### Instructions for the task
Reproduce the listing below line for line, with no change to any character.

### Record excerpts
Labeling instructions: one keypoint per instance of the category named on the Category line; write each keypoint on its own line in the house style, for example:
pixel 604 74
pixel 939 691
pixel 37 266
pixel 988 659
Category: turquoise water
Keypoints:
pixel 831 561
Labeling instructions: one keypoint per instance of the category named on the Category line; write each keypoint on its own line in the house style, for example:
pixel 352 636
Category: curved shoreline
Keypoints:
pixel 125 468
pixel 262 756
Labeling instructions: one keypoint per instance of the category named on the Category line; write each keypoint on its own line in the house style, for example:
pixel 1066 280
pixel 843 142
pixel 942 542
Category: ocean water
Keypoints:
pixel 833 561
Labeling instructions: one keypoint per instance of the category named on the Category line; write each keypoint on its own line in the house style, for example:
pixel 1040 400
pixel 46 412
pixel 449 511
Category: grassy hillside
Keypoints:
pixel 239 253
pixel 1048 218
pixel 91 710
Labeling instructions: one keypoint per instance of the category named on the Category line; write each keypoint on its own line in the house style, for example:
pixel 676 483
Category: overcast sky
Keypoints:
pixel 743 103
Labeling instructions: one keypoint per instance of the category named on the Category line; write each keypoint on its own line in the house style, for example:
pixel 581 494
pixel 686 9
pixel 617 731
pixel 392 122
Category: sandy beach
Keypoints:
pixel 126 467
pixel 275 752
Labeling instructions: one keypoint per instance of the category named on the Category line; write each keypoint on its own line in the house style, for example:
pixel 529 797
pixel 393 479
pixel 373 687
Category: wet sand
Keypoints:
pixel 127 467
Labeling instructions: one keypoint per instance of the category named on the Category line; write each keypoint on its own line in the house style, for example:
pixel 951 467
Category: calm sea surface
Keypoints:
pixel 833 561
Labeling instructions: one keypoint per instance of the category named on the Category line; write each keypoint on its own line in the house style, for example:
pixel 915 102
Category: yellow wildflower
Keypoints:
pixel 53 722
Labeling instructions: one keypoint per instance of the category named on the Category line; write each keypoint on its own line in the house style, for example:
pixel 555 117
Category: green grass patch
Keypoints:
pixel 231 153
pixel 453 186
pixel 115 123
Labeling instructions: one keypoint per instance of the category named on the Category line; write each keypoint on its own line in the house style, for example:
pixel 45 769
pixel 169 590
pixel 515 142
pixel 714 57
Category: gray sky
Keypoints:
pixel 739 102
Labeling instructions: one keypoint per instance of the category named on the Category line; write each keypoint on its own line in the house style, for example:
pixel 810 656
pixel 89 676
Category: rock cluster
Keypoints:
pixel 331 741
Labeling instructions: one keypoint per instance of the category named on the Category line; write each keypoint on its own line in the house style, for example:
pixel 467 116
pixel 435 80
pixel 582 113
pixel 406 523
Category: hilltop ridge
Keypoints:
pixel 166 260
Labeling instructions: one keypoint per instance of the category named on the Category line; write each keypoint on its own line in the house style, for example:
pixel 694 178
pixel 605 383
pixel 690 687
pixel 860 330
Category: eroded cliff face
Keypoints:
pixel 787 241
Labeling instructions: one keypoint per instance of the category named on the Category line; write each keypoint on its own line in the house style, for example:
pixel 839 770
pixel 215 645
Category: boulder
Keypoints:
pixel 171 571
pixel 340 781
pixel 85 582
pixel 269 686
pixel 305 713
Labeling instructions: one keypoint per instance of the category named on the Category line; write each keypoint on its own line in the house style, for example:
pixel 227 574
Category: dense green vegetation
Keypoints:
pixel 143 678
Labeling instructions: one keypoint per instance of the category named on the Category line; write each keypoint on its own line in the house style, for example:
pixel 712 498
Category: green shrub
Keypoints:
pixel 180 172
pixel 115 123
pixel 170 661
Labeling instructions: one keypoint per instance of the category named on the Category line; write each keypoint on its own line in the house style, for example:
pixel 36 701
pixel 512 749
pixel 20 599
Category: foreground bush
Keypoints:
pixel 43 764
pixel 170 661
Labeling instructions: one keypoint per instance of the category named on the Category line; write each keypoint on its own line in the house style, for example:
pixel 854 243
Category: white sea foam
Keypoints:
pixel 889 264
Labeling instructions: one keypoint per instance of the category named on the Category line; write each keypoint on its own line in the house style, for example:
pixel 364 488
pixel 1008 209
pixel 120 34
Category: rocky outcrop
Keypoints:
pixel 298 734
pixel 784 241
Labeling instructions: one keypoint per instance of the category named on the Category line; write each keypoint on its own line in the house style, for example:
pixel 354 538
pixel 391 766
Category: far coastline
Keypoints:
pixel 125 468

### Answer below
Labeling instructions: one keypoint per instance of the category named on the Category line; write each keypoint on its own line in the house style, for example:
pixel 604 74
pixel 939 691
pixel 37 266
pixel 988 659
Category: turquoise water
Keypoints:
pixel 831 561
Labeling instructions: one keypoint per instance of the category named on the Category line; write each keypoint on its own line in the house style, for example:
pixel 352 636
Category: curved shoreline
Keypoints:
pixel 125 468
pixel 262 756
Labeling instructions: one keypoint per instance of the category named on the Category line; write each keypoint on its own line in the house style, for example:
pixel 1066 280
pixel 843 142
pixel 942 542
Category: ocean water
Keypoints:
pixel 833 561
Labeling instructions: one keypoint per instance of the category named on the Category line; write each keypoint on its own line in the house style, for example:
pixel 1040 400
pixel 46 412
pixel 449 511
Category: grassy hillside
Keypoints:
pixel 239 253
pixel 1048 218
pixel 91 710
Labeling instructions: one keypoint per instance of the category named on the Category line; write each keypoint on its own line in the house style, for example:
pixel 676 483
Category: overcast sky
Keypoints:
pixel 743 103
Labeling instructions: one keypoint per instance of the category named on the Category line; write each keypoint on its own line in the house style, for example:
pixel 581 494
pixel 686 9
pixel 617 731
pixel 392 122
Category: sandy beach
Keypoints:
pixel 126 467
pixel 275 752
Labeling instructions: one keypoint per instance of the category named on the Category line; write each keypoint on its own line in the house style, for example:
pixel 529 797
pixel 393 479
pixel 373 687
Category: wet sand
Keypoints:
pixel 127 467
Labeling instructions: one keypoint per instance of the category named on the Category line; write each keypoint on its own line in the house style, for example:
pixel 951 467
Category: calm sea surface
Keypoints:
pixel 833 561
Labeling instructions: one keypoint per instance of the category named on the Category line; write each keypoint on its own line in the house style, for example:
pixel 915 102
Category: yellow wildflower
Keypoints:
pixel 53 722
Labeling instructions: one keypoint per instance of the category named on the Category line; write each keypoint on its own line in the house style, for example:
pixel 555 117
Category: green grass patch
Keypoints:
pixel 231 153
pixel 453 186
pixel 115 123
Labeling instructions: one keypoint per instance of the category named on the Category line; write each keypoint on its own line in the house style, for example:
pixel 45 769
pixel 169 590
pixel 515 142
pixel 714 57
Category: gray sky
Keypoints:
pixel 739 102
Labeling instructions: one keypoint per instance of the category named on the Category line; write each keypoint on its own line in the house style, for example:
pixel 810 656
pixel 89 676
Category: rock cluster
Keypoints:
pixel 331 741
Labeling instructions: one keypoint per instance of the category named on the Category line; write each keypoint on its own line in the house style, for example:
pixel 467 116
pixel 435 80
pixel 582 113
pixel 406 523
Category: hilltop ridge
Keypoints:
pixel 166 260
Labeling instructions: one keypoint per instance of the category named on the Category line; write each keypoint on its own line in the house style, for example:
pixel 694 178
pixel 605 383
pixel 690 687
pixel 860 330
Category: eroded cliff face
Keypoints:
pixel 787 241
Labeling instructions: one keypoint per instance of the category named on the Category line; write each keypoint on its own line in the house style, for example:
pixel 839 770
pixel 215 645
Category: boulder
Keypoints:
pixel 171 571
pixel 340 781
pixel 85 582
pixel 269 686
pixel 305 713
Labeling instructions: one keypoint per instance of the category named on the Category line; write each keypoint on its own line in the house style, for example:
pixel 227 574
Category: dense green vegetation
Keypoints:
pixel 143 678
Labeling instructions: one keypoint per instance of the category named on the Category line; write each keypoint on its own line in the house style, for example:
pixel 712 498
Category: green shrub
Keypoints:
pixel 180 172
pixel 115 123
pixel 170 661
Labeling instructions: one keypoint per instance of the category named on the Category line; write each keypoint on its own line in the house style, for example:
pixel 36 701
pixel 512 749
pixel 20 599
Category: foreground bush
Keypoints:
pixel 43 764
pixel 170 661
Labeling instructions: one keypoint per instance of the category named on the Category line; write each keypoint on its own line in the house style, for example:
pixel 854 243
Category: white sea foam
Keypoints:
pixel 889 264
Labeling instructions: one keypoint per instance of the category named on the Category line; write each keypoint on its own line in the house style, for example:
pixel 364 488
pixel 1008 209
pixel 120 34
Category: rocky outcrop
Keypoints:
pixel 298 734
pixel 784 241
Labeling instructions: one keypoint per instance of the category named on the Category line; write each keypoint on its own line in the house style, for example:
pixel 354 538
pixel 391 766
Category: far coastline
Keypoints:
pixel 125 468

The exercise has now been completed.